Task to complete – Every line with the word "trophy" in it should be extracted from the data that follows.

____

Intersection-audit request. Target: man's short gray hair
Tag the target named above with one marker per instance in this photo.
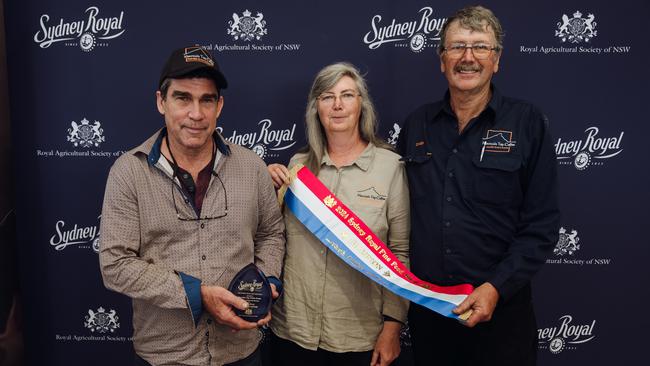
(475, 18)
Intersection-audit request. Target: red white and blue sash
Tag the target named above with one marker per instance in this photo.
(340, 230)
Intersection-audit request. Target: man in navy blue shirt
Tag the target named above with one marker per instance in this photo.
(483, 185)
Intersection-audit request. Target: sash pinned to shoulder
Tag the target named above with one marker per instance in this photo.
(344, 233)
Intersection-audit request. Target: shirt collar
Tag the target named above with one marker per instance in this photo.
(151, 147)
(363, 161)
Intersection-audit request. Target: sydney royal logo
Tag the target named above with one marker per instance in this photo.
(414, 34)
(567, 243)
(267, 141)
(566, 336)
(576, 29)
(102, 321)
(86, 135)
(65, 236)
(92, 31)
(592, 150)
(246, 27)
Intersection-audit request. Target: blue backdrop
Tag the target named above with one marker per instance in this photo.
(83, 77)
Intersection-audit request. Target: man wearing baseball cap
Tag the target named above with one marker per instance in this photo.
(183, 213)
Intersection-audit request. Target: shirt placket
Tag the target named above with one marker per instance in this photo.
(334, 184)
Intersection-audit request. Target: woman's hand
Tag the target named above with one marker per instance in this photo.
(279, 174)
(387, 346)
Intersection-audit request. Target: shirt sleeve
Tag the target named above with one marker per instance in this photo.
(537, 229)
(269, 237)
(122, 269)
(399, 225)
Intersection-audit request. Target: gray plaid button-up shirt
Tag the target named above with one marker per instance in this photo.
(147, 253)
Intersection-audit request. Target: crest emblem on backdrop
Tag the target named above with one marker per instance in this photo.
(576, 29)
(246, 27)
(101, 321)
(567, 243)
(86, 135)
(393, 134)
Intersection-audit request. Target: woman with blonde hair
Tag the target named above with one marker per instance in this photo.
(331, 314)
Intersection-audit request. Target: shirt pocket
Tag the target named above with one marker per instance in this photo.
(496, 180)
(418, 171)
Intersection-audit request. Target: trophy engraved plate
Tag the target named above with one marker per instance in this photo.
(251, 285)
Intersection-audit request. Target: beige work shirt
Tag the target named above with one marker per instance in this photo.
(144, 246)
(326, 303)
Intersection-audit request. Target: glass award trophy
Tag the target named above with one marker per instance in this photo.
(251, 285)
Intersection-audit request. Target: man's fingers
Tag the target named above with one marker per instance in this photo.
(230, 299)
(465, 305)
(236, 323)
(265, 321)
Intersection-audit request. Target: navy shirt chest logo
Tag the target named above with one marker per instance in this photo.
(497, 141)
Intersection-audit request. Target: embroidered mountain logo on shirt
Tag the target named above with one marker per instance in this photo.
(372, 194)
(498, 141)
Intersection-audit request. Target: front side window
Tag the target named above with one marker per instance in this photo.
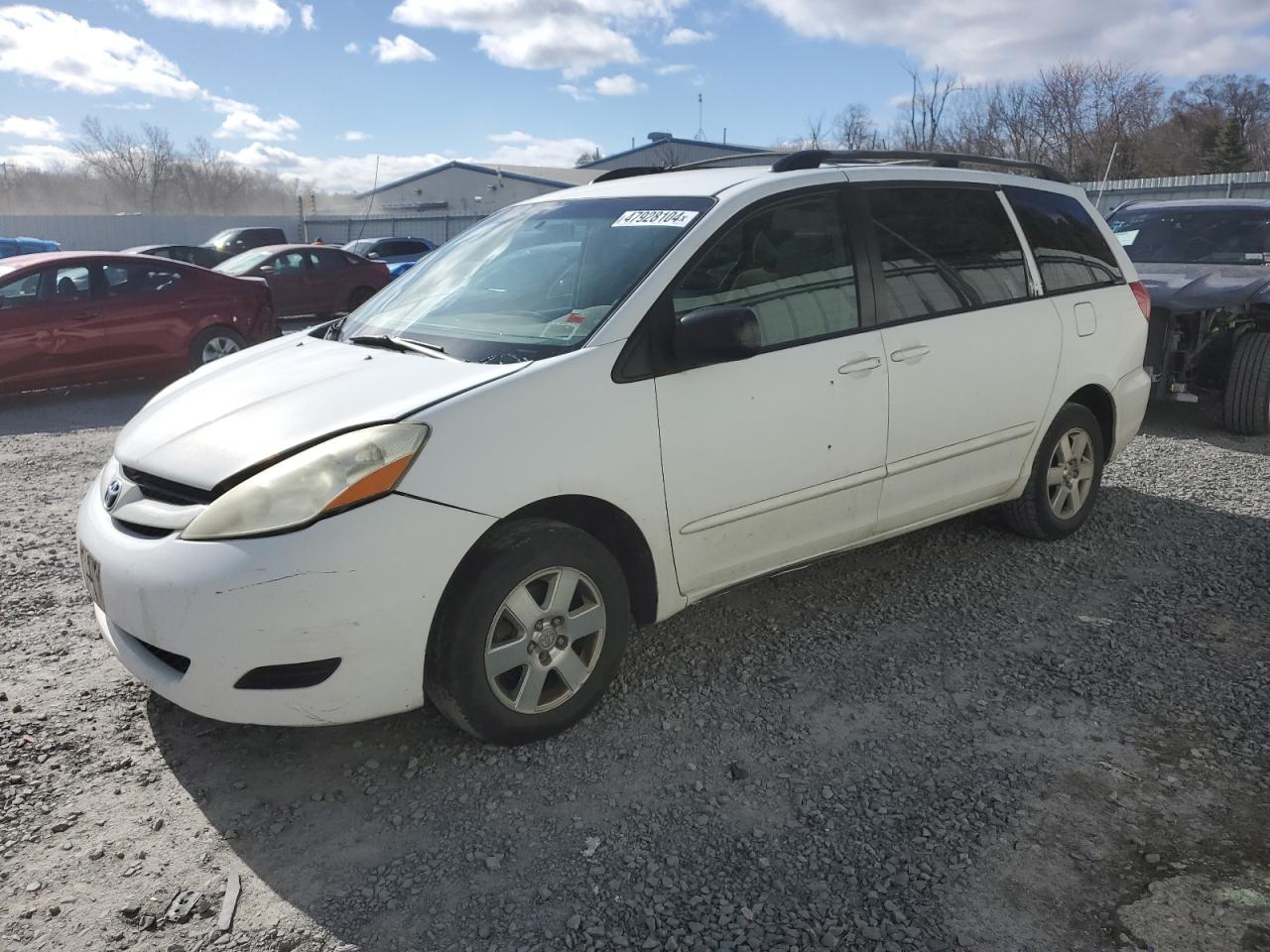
(1194, 235)
(1071, 252)
(945, 250)
(790, 263)
(531, 281)
(21, 293)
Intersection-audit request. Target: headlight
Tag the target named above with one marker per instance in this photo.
(340, 472)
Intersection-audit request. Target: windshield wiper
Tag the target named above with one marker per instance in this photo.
(405, 345)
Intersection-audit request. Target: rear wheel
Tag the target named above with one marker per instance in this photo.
(531, 634)
(1065, 479)
(212, 344)
(1246, 409)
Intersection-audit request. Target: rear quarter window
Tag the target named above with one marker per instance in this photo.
(1070, 249)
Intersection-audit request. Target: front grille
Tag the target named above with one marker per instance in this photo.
(168, 490)
(178, 662)
(275, 676)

____

Your response –
Intersection-audit request. Target: trophy engraved plate
Intersection-audit request. Target: glass award trophy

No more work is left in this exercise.